■ ACTIONS TO TAKE
[1] Answer these questions from the article on preparing for first-year math at Waterloo:
(a) Which courses are named as advanced versions of the first-term algebra and calculus courses?
(b) Which two professors did the writer interview?
(c) Who is the residence tutoring open to?
[2] Write the next part of the article on preparing for first-year math at Waterloo, picking up after its final sentence.

───── EXCERPT TO READ ─────

Every math student at the University of Waterloo has one thing in common.
Well, they probably have many things in common, but what I’m referring to is that every first-year math student takes Algebra and Calculus in their first term. Most students take MATH 135: Algebra for Honours Mathematics and MATH 137: Calculus 1 for Honour Mathematics, although you could also take MATH 145 and MATH 147 (advanced versions of the courses) if you’re up for a challenge.
Since you’ll definitely take both of these courses as a first-year math student at Waterloo, it doesn't hurt to come prepared. As someone who took both of the courses (and later was a Teaching Assistant for MATH 135), I have a few tips for you.
I also interviewed two top professors at Waterloo, Judith Koeller and Marek Stastna, who have a few additional tips when it comes to preparing for these classes.
Tip #1: Residence tutoring
I made this tip #1 because it’s the single most helpful thing available to you in first year, in my opinion.
The absolute best thing I did for myself academically in first year was take advantage of the tutoring in residence. (If you’re not planning to live in residence, don’t fret! This tutoring is open to all Waterloo students!)

───── SOURCE EXCERPT ─────

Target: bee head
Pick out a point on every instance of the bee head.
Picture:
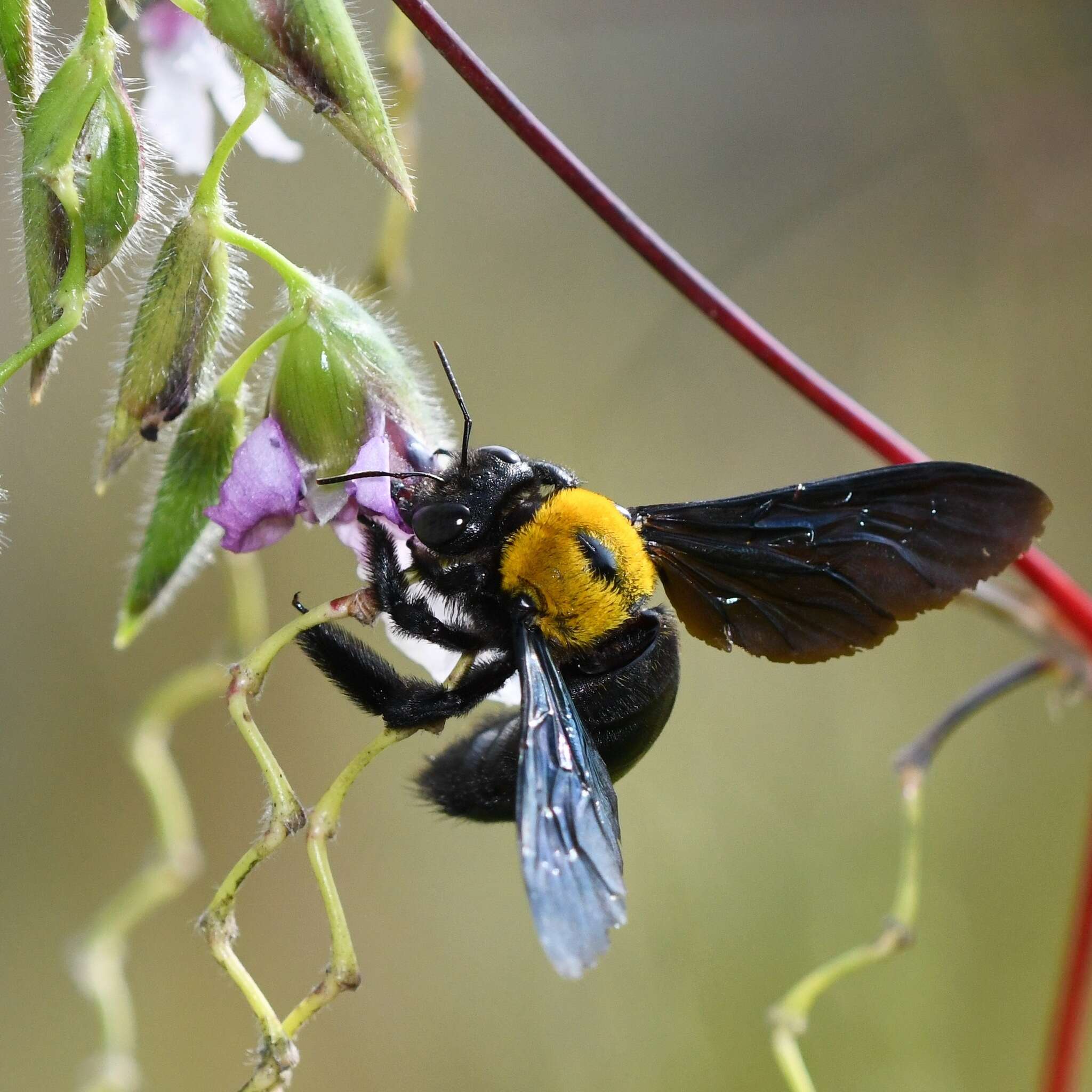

─────

■ ANSWERS TO EACH TASK
[1]
(a) MATH 145 and MATH 147.
(b) Judith Koeller and Marek Stastna.
(c) All Waterloo students.

[2]
Residence tutoring is completely free and is available almost every day, so you really have no excuse not to go! You walk into the room, sign in, and meet with a tutor.
I’m not going to lie, I went to residence tutoring at least once a week to get my MATH 135 assignments done. Not only are the tutors there to help you, but your peers in the same class will also be there with the same questions as you, so now you have the opportunity to collaborate with them.
Another top tip – if you walk into a study space and see that tutoring is going on in that room, don’t walk out!
Anyone is welcome to attend a tutoring session, even if you’re not taking the class. I found the environment to be so conducive to studying that I sometimes sought out tutoring sessions for other classes just because I knew I could get my own work done in the room.
Residence tutoring has a schedule each term so you’ll get an idea of how frequently it runs and the wide variety of classes tutoring is available for — it’s not just math!
One of the biggest mistakes I made in first year was thinking that I was the only one struggling in my class. This is never true.
Tip #2: Study groups
Form a study group! Discuss problems! Your peers are smart, so leverage their knowledge. One of the biggest mistakes I made in first year was thinking that I was the only one struggling in my class. This is never true. If you’re having a hard time grasping a concept, chances are other people in your class are struggling with it too. So why not get together to work it out as a team?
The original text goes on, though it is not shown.